*TEXT SHOWN*

Created 08-08-2016 01:46 PM
Has a consensus formed around the best tool stack for implementing the Lambda Architecture on HDP? I'm particularly interested in the "serving" and "speed" layers. In "Big Data: Principles and best practices of scalable real-time data systems", Nathan Marz mentions using ElephantDB for the serving layer, but I'm trying to limit myself to tools included in the HDP/HDF stacks.
Created on 08-08-2016 03:22 PM - edited 08-18-2019 03:55 AM
Your tooling selection really all depends on your particular use case.
For "Speed" layer, you can use Storm or Spark Streaming. IMHO the main selection criteria between the two will depend on whether you're interested in ultra low latency (Storm) or high throughput (Spark Streaming). There's other factors, but these are some of the main drivers.
For the "Serving" layer, your main choice is HBase. Depending on how you're going to query the "Serving" layer you may want to consider putting Phoenix on top of HBase. Since HBase is a NoSQL store, it has it's own API for making calls. Phoenix adds an abstraction layer on top of HBase and allows you to make queries in SQL format. Mind you, it's still in tech preview and may have some bugs here and there. Also, it's not meant for complex SQL queries.
For your ingest and simple event processing you can look into HDF/Nifi.

[Dataset rows]

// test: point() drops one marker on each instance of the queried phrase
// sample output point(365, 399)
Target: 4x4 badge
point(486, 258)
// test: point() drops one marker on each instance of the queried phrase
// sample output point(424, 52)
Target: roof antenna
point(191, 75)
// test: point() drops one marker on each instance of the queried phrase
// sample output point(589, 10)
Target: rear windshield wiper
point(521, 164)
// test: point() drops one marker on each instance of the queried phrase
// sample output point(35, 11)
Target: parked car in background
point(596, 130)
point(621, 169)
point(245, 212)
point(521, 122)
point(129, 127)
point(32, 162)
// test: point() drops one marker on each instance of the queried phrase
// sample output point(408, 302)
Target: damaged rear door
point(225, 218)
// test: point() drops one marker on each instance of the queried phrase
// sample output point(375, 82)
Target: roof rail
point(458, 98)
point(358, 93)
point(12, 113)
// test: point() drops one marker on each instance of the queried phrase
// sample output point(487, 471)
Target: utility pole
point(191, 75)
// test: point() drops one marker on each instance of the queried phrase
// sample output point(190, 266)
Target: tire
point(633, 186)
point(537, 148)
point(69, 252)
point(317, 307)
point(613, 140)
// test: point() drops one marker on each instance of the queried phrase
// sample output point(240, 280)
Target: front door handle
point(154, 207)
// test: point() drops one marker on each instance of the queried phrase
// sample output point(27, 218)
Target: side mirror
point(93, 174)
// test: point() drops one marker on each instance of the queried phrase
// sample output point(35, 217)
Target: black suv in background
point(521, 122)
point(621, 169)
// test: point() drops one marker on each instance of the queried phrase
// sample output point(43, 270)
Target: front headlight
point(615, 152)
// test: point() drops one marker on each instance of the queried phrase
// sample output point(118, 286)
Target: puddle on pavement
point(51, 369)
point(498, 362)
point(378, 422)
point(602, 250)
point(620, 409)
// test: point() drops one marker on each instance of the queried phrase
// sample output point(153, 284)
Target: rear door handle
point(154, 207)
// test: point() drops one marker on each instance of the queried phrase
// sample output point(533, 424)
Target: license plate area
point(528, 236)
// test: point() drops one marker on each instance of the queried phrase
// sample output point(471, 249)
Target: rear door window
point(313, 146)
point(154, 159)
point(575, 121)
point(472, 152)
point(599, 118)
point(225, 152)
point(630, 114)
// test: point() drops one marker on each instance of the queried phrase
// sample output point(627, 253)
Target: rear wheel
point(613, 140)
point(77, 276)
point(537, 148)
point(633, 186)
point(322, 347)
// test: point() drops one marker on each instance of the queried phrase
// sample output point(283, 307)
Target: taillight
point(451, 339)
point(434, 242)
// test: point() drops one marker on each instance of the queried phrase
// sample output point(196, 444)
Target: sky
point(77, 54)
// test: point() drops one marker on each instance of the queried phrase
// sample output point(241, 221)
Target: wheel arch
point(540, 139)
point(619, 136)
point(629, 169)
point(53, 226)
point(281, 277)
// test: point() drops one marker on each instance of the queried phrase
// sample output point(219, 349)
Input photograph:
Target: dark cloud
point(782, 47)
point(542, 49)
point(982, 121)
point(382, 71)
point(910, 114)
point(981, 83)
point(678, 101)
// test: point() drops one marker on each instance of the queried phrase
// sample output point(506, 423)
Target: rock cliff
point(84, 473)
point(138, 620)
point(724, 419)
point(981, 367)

*INSTRUCTIONS*
A) Answer these questions from the Lambda Architecture thread:
(i) Which tool does Nathan Marz mention for the serving layer?
(ii) Which speed-layer tool is suggested for ultra low latency?
(iii) What does Phoenix allow on top of HBase?
B) Reproduce the records verbatim from their first line through the line holding "point(12, 113)", inclusive.

*SOLVED PROBLEMS*
A)
(i) ElephantDB
(ii) Storm
(iii) Making queries in SQL format

B)
// test: point() drops one marker on each instance of the queried phrase
// sample output point(365, 399)
Target: 4x4 badge
point(486, 258)
// test: point() drops one marker on each instance of the queried phrase
// sample output point(424, 52)
Target: roof antenna
point(191, 75)
// test: point() drops one marker on each instance of the queried phrase
// sample output point(589, 10)
Target: rear windshield wiper
point(521, 164)
// test: point() drops one marker on each instance of the queried phrase
// sample output point(35, 11)
Target: parked car in background
point(596, 130)
point(621, 169)
point(245, 212)
point(521, 122)
point(129, 127)
point(32, 162)
// test: point() drops one marker on each instance of the queried phrase
// sample output point(408, 302)
Target: damaged rear door
point(225, 218)
// test: point() drops one marker on each instance of the queried phrase
// sample output point(375, 82)
Target: roof rail
point(458, 98)
point(358, 93)
point(12, 113)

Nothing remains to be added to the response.